Stored data entries
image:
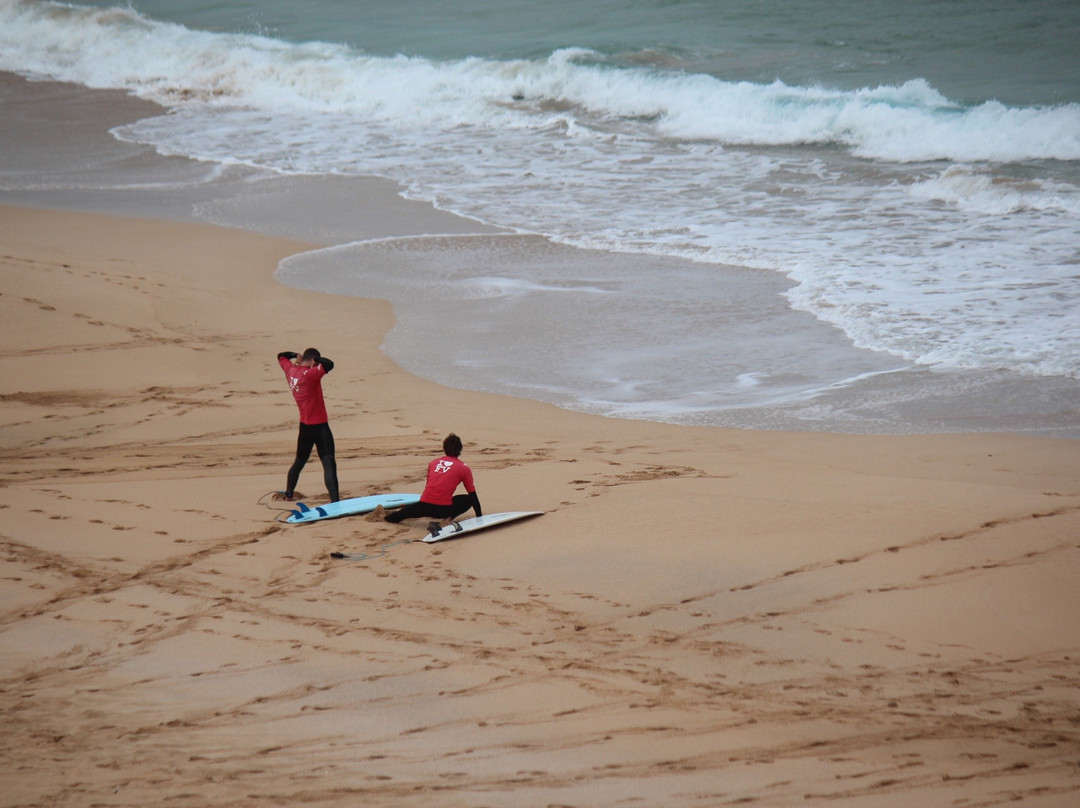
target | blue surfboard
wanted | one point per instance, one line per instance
(305, 513)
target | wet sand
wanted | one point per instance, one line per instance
(701, 617)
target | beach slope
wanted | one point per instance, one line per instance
(701, 616)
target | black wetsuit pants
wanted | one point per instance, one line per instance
(461, 503)
(316, 435)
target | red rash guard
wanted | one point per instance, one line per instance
(306, 384)
(444, 474)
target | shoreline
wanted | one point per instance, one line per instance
(779, 369)
(701, 615)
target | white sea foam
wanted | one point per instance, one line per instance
(851, 193)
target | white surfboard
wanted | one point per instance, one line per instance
(477, 523)
(349, 507)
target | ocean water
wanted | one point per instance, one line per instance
(852, 215)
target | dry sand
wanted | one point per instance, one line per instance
(703, 617)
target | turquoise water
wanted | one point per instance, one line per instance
(909, 174)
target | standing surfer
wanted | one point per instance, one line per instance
(305, 377)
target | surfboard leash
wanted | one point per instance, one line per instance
(368, 556)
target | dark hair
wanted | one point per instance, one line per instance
(451, 445)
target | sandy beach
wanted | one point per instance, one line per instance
(702, 617)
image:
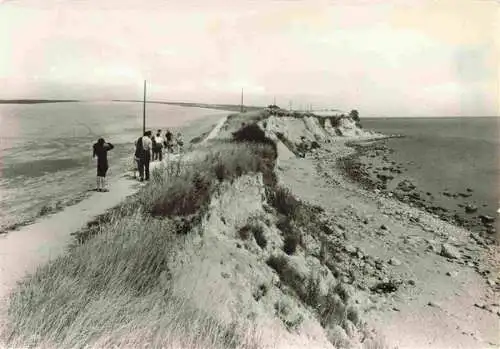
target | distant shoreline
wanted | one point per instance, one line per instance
(228, 107)
(37, 101)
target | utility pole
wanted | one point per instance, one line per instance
(241, 109)
(144, 110)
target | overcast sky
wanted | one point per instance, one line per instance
(406, 58)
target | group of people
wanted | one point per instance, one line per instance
(147, 148)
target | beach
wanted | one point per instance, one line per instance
(395, 274)
(446, 166)
(46, 150)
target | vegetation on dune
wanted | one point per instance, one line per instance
(114, 285)
(116, 275)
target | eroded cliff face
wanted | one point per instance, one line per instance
(312, 127)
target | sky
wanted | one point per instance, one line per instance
(384, 58)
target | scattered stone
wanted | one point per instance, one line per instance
(449, 251)
(386, 286)
(469, 208)
(350, 249)
(406, 186)
(480, 305)
(485, 219)
(394, 261)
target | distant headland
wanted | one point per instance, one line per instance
(36, 101)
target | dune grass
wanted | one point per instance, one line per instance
(115, 280)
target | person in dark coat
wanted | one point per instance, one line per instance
(143, 150)
(101, 149)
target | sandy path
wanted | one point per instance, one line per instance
(22, 251)
(405, 317)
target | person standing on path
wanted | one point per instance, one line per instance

» **PROBLEM REQUIREMENTS**: Quote every entry above word for word, from start to finish, but leave out the pictures.

» **REPLY TO THE TASK**:
image:
target | blue surfboard
wanted | one point per instance, one line per instance
(305, 513)
target | wet sand
wanted | one point per instance, one line per instance
(701, 617)
target | beach slope
wanted | one point per instance, one line per instance
(701, 616)
target | black wetsuit pants
wanted | one point per instance, one line per instance
(461, 503)
(316, 435)
target | red rash guard
wanted | one point per instance, one line per instance
(306, 384)
(444, 474)
target | shoreline
wanted | one point per instance, one line per instance
(779, 369)
(701, 615)
target | white sea foam
wanted | one point per instance, one line per instance
(851, 193)
target | white surfboard
wanted | one point per instance, one line per instance
(477, 523)
(349, 507)
target | ocean water
wanted | one point per instance, one line per instance
(852, 215)
target | dry sand
wanted | one point per instance, one line per instance
(703, 617)
target | turquoise water
wanted | one point per instance, one line per instance
(909, 174)
target | standing surfer
wanted | one point per instance, one line per instance
(305, 377)
target | surfboard leash
wanted | one point per instance, one line per instance
(368, 556)
target | dark hair
wanted | one point per instance, one line per instance
(451, 445)
target | sandy beach
wanted | one point per instance, one line per instance
(702, 617)
image:
target | distant shoreline
wanted | one point per instance, one line per instance
(228, 107)
(37, 101)
target | utility pole
wanted | one point per instance, one line per instance
(241, 109)
(144, 110)
target | overcast sky
wanted | one point per instance, one line per instance
(406, 58)
target | group of people
wanted | one point per instance, one line per instance
(147, 148)
target | beach
wanted | one point per instance, one line per instance
(395, 274)
(446, 166)
(46, 150)
target | vegetation on dune
wanted | one point per instance, one line per instance
(114, 285)
(116, 275)
target | eroded cliff face
wanted | one point per instance, one line per instance
(312, 127)
target | sky
wanted | one point per instance, one line per instance
(384, 58)
target | scattered stone
wanted | one point per instance, one line per instance
(449, 251)
(386, 286)
(469, 208)
(350, 249)
(406, 186)
(480, 305)
(485, 219)
(394, 261)
target | distant headland
wanted | one point per instance, one line per instance
(36, 101)
target | dune grass
wanted | one point per instance, one line per instance
(115, 280)
target | person in dark coat
wanted | one point per instance, one line per instance
(143, 150)
(101, 149)
target | sandy path
wanted | one point per instance, one line per instance
(22, 251)
(405, 317)
target | person standing on path
wanted | one point per instance, one line per instance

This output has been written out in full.